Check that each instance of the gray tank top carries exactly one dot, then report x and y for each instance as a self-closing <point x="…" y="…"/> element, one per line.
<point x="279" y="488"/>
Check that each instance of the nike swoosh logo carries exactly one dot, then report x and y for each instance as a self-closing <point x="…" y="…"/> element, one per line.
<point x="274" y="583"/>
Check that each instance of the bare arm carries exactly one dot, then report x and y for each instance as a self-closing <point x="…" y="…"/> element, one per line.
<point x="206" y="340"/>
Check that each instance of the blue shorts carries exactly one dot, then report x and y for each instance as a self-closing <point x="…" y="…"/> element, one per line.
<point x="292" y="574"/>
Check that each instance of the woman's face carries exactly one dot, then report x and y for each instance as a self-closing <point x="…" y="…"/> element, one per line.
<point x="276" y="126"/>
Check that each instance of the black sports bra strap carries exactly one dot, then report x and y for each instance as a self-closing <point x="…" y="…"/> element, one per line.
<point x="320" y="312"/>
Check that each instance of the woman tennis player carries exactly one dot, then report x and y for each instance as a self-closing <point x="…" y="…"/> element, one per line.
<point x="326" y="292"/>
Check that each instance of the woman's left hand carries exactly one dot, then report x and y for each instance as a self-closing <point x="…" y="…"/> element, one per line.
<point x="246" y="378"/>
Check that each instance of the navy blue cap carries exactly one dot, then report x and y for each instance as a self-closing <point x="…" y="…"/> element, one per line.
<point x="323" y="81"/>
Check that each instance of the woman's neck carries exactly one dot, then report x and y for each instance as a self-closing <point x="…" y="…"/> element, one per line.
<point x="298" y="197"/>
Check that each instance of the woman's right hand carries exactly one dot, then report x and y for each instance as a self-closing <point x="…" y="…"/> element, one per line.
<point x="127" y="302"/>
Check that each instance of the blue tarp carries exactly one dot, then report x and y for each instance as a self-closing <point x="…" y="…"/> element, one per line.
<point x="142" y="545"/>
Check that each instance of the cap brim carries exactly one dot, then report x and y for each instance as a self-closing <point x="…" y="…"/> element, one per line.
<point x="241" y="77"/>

● ● ●

* _What is expected_
Reproduce the listing from the line containing "Check that each instance of the blue tarp" through the end of the listing, inclusive, replacing "cap brim" with "hat brim" and leaving everything else unchanged.

* _Result_
Check that each instance of the blue tarp carries exactly one dot, then report x and y for each instance as a self-closing <point x="…" y="…"/> element, one per line.
<point x="142" y="545"/>
Check that each instance of the hat brim carries exactly one dot, then report x and y for each instance as a self-closing <point x="…" y="…"/> element, one per line.
<point x="241" y="77"/>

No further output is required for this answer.